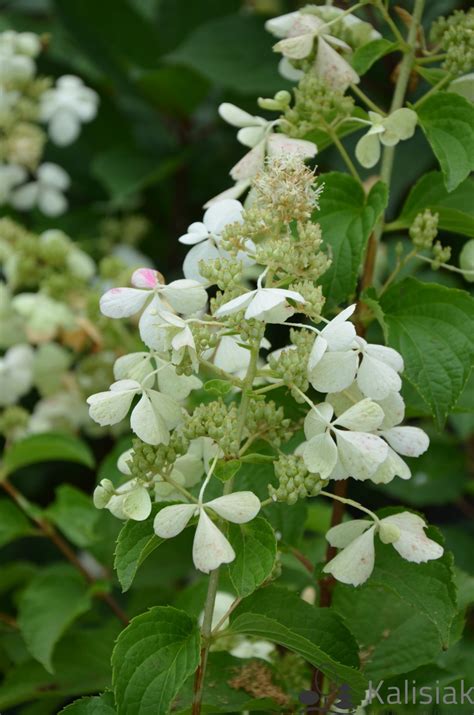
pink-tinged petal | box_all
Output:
[131,268,161,290]
[193,509,235,573]
[380,426,430,457]
[100,288,150,318]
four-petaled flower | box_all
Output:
[154,490,260,573]
[323,511,443,586]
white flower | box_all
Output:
[323,511,443,586]
[114,352,202,401]
[93,479,151,521]
[215,271,306,323]
[11,162,70,216]
[355,107,418,169]
[100,268,207,350]
[39,75,99,146]
[327,383,429,484]
[12,293,75,343]
[0,345,34,406]
[206,102,317,206]
[308,306,403,400]
[154,483,260,573]
[87,380,182,444]
[178,199,246,283]
[299,399,388,480]
[265,12,360,90]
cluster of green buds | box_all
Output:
[431,8,474,76]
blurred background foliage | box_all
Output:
[0,0,474,715]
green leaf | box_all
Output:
[0,499,35,546]
[167,14,288,97]
[112,606,201,715]
[214,459,242,482]
[314,172,387,304]
[204,380,232,395]
[3,432,94,474]
[18,564,91,673]
[389,171,474,238]
[352,38,398,75]
[61,693,116,715]
[332,583,441,682]
[114,505,166,592]
[0,620,120,715]
[228,517,277,598]
[46,484,100,548]
[380,435,469,508]
[417,92,474,191]
[380,278,474,428]
[230,586,366,705]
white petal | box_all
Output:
[302,432,337,479]
[193,509,235,573]
[370,447,411,484]
[205,492,260,524]
[130,268,161,290]
[267,133,318,159]
[309,350,359,392]
[203,199,244,236]
[87,390,136,427]
[215,290,257,318]
[382,511,444,564]
[326,519,373,549]
[231,141,265,182]
[183,240,221,283]
[100,288,150,318]
[334,399,384,432]
[357,352,402,400]
[130,394,170,444]
[161,278,207,314]
[122,486,151,521]
[380,426,430,457]
[336,430,388,479]
[323,527,375,586]
[178,221,209,246]
[304,402,334,439]
[153,504,197,539]
[314,37,360,91]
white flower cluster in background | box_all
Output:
[0,30,99,216]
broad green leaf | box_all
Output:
[3,432,94,474]
[112,606,201,715]
[369,529,457,647]
[114,505,166,592]
[380,278,474,428]
[46,484,100,548]
[18,564,91,673]
[352,38,398,75]
[332,583,441,682]
[417,92,474,191]
[314,172,387,304]
[0,499,35,546]
[61,693,116,715]
[380,436,469,507]
[173,651,285,715]
[228,517,277,598]
[167,14,288,97]
[230,586,366,705]
[388,171,474,237]
[0,619,120,715]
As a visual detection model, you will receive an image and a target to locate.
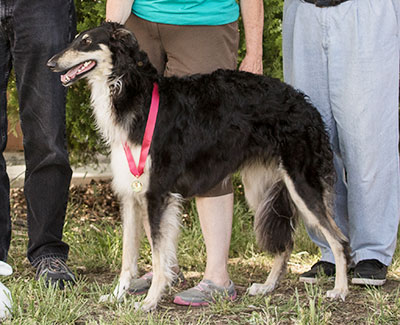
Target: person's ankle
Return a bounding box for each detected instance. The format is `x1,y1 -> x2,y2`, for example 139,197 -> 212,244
203,274 -> 231,288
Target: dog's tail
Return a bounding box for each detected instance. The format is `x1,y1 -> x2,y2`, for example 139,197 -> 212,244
254,180 -> 298,255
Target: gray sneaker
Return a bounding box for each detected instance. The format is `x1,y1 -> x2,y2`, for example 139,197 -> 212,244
128,271 -> 186,295
35,257 -> 76,290
174,280 -> 237,307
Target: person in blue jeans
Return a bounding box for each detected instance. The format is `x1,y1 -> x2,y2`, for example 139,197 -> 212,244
283,0 -> 400,285
106,0 -> 264,305
0,0 -> 76,304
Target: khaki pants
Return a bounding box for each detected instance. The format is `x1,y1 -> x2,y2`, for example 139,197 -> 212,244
125,14 -> 239,197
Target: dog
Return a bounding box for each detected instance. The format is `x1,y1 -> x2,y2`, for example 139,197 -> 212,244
48,22 -> 349,311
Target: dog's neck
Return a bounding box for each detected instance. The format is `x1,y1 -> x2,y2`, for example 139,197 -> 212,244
89,74 -> 152,145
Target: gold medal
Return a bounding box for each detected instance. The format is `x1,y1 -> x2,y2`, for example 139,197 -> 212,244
131,179 -> 143,193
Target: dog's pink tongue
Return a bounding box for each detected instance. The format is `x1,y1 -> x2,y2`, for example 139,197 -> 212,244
61,65 -> 81,83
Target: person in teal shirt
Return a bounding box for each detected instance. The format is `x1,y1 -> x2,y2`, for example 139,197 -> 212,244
106,0 -> 264,306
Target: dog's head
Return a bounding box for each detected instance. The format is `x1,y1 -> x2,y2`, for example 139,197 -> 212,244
47,22 -> 145,87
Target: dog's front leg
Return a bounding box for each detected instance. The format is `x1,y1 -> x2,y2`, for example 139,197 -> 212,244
247,248 -> 292,296
136,192 -> 180,311
100,196 -> 143,301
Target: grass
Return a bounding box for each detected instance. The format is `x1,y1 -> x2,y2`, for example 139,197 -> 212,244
2,178 -> 400,325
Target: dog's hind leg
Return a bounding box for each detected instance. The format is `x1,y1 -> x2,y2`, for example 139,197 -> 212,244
100,195 -> 147,301
282,168 -> 349,301
242,161 -> 296,295
137,194 -> 181,311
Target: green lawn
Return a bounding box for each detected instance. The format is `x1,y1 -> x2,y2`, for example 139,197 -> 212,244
2,183 -> 400,324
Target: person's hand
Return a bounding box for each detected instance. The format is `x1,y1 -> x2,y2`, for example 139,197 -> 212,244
239,54 -> 263,74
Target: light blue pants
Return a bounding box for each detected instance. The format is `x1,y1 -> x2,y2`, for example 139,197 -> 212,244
283,0 -> 400,265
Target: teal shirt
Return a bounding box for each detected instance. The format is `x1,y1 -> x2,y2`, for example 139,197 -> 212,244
132,0 -> 239,25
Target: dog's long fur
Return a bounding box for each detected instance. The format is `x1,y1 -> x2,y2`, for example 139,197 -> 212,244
48,23 -> 348,310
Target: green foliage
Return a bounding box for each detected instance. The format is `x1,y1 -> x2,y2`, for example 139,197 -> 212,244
4,0 -> 283,165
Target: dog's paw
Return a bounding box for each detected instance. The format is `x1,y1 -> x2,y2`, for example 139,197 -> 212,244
247,283 -> 276,296
326,288 -> 348,301
134,301 -> 157,313
99,294 -> 117,302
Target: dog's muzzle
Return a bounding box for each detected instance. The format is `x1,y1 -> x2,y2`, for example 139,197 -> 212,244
304,0 -> 348,8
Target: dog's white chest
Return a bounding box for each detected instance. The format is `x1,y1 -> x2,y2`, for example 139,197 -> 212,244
111,143 -> 151,195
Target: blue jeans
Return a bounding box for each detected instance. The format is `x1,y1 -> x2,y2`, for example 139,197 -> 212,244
0,0 -> 76,266
283,0 -> 400,265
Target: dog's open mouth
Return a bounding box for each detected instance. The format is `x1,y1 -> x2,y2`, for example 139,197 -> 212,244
61,60 -> 96,86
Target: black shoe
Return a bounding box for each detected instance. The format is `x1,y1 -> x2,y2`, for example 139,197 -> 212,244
299,261 -> 336,283
351,260 -> 387,286
35,257 -> 76,290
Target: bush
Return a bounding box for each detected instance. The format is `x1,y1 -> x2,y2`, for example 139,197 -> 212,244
8,0 -> 283,165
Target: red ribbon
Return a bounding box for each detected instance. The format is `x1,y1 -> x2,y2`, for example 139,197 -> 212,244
123,83 -> 160,178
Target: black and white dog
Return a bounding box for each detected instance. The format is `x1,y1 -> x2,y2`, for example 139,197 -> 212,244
48,23 -> 348,310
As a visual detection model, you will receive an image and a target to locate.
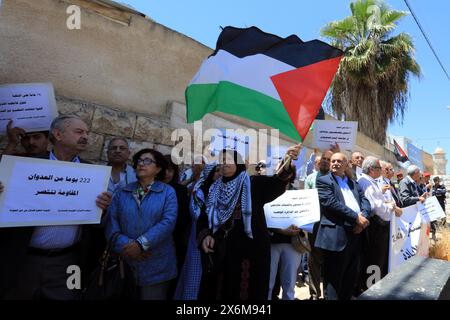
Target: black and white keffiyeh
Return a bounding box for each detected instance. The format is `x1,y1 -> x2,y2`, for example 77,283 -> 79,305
206,171 -> 253,238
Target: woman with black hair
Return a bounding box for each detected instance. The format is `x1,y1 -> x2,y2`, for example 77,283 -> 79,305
197,146 -> 300,300
164,155 -> 191,280
174,164 -> 218,300
106,149 -> 177,300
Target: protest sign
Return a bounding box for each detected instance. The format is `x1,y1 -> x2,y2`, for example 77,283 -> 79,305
389,205 -> 428,272
314,120 -> 358,150
0,83 -> 58,134
417,196 -> 445,223
264,189 -> 320,229
0,156 -> 111,227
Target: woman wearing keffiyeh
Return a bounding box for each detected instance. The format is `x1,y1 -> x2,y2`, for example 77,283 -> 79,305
197,146 -> 300,300
174,164 -> 217,300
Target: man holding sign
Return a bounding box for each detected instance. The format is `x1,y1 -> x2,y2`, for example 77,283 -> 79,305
315,153 -> 371,300
0,115 -> 111,300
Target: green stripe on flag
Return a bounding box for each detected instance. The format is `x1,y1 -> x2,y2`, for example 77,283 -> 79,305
186,81 -> 302,141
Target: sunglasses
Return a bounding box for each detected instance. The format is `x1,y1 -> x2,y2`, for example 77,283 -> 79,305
136,158 -> 156,166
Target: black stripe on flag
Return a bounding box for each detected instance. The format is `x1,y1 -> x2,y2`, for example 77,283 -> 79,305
212,26 -> 343,68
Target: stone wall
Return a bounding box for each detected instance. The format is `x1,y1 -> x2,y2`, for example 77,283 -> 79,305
0,0 -> 432,172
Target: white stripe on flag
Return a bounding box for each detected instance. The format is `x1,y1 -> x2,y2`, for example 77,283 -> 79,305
189,50 -> 295,101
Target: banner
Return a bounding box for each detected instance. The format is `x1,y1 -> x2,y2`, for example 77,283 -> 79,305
264,189 -> 320,230
0,155 -> 111,227
389,205 -> 428,272
417,196 -> 445,223
314,120 -> 358,150
0,83 -> 58,134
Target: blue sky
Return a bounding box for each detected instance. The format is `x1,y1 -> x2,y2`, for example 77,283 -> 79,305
121,0 -> 450,172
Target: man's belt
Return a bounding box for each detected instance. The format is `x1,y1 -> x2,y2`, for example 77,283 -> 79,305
28,243 -> 80,257
372,215 -> 391,226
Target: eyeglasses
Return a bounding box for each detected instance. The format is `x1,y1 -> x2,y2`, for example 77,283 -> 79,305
108,146 -> 128,151
137,158 -> 156,166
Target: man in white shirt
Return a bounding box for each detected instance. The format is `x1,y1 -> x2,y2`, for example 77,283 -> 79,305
358,156 -> 401,291
0,115 -> 111,300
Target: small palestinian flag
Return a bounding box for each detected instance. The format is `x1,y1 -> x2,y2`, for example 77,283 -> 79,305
394,139 -> 409,163
186,27 -> 343,141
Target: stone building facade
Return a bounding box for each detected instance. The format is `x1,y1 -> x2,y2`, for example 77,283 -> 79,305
0,0 -> 432,171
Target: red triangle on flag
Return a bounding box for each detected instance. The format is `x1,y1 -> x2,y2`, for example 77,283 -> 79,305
271,56 -> 342,140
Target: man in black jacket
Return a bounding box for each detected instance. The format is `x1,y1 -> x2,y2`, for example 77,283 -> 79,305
400,165 -> 427,208
315,153 -> 371,300
0,115 -> 111,300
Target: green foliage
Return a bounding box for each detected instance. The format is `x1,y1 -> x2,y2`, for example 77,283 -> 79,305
321,0 -> 421,144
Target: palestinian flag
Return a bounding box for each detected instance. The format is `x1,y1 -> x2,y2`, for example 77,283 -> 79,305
394,139 -> 409,163
186,27 -> 343,141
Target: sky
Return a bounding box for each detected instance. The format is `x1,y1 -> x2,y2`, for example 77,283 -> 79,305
121,0 -> 450,173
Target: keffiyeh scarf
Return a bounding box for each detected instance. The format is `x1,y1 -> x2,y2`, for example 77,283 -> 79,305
206,171 -> 253,238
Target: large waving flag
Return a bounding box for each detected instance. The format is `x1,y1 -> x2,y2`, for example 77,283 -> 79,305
186,27 -> 343,141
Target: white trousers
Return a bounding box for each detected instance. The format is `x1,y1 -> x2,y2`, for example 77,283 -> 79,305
269,243 -> 302,300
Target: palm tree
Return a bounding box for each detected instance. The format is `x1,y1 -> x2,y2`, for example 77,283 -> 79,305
321,0 -> 420,145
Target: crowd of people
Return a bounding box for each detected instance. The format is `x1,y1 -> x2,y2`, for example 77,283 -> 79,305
0,115 -> 446,301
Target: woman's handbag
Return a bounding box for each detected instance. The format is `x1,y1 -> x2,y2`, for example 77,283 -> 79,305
83,233 -> 137,300
291,230 -> 311,253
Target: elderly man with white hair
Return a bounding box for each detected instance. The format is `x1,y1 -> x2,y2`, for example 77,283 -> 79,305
400,165 -> 427,207
358,156 -> 401,291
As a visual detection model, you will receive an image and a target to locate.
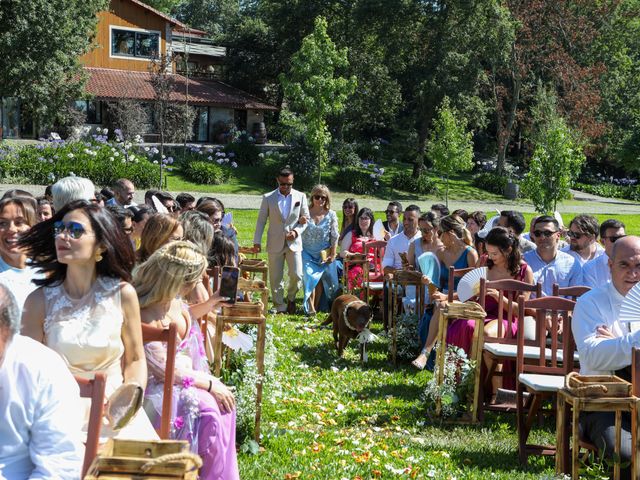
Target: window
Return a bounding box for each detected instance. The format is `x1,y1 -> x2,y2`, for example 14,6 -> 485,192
111,28 -> 160,58
74,100 -> 102,124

····················

从列表开头起，到含有"[0,0,474,715]"的那一行为止（含该行），重新写出这些行，把其中的"foliage"替换为"leaves"，其余内容一律不变。答案中不要写出图片。

» 输出结果
pink-tinged petal | box_all
Output:
[131,268,161,290]
[193,509,235,573]
[380,426,430,457]
[100,288,150,318]
four-petaled flower | box_all
Output:
[154,490,260,573]
[323,511,443,586]
white flower | box_all
Output:
[323,511,443,586]
[114,352,202,401]
[93,479,151,521]
[215,271,306,323]
[11,162,70,216]
[355,107,418,169]
[100,268,207,350]
[39,75,99,146]
[327,383,429,484]
[12,293,75,343]
[0,345,34,406]
[206,102,317,206]
[308,306,403,400]
[154,483,260,573]
[87,380,182,444]
[178,199,246,283]
[299,399,388,480]
[265,12,360,90]
cluster of green buds | box_all
Output:
[431,8,474,76]
blurred background leaves | box_all
Output:
[0,0,474,715]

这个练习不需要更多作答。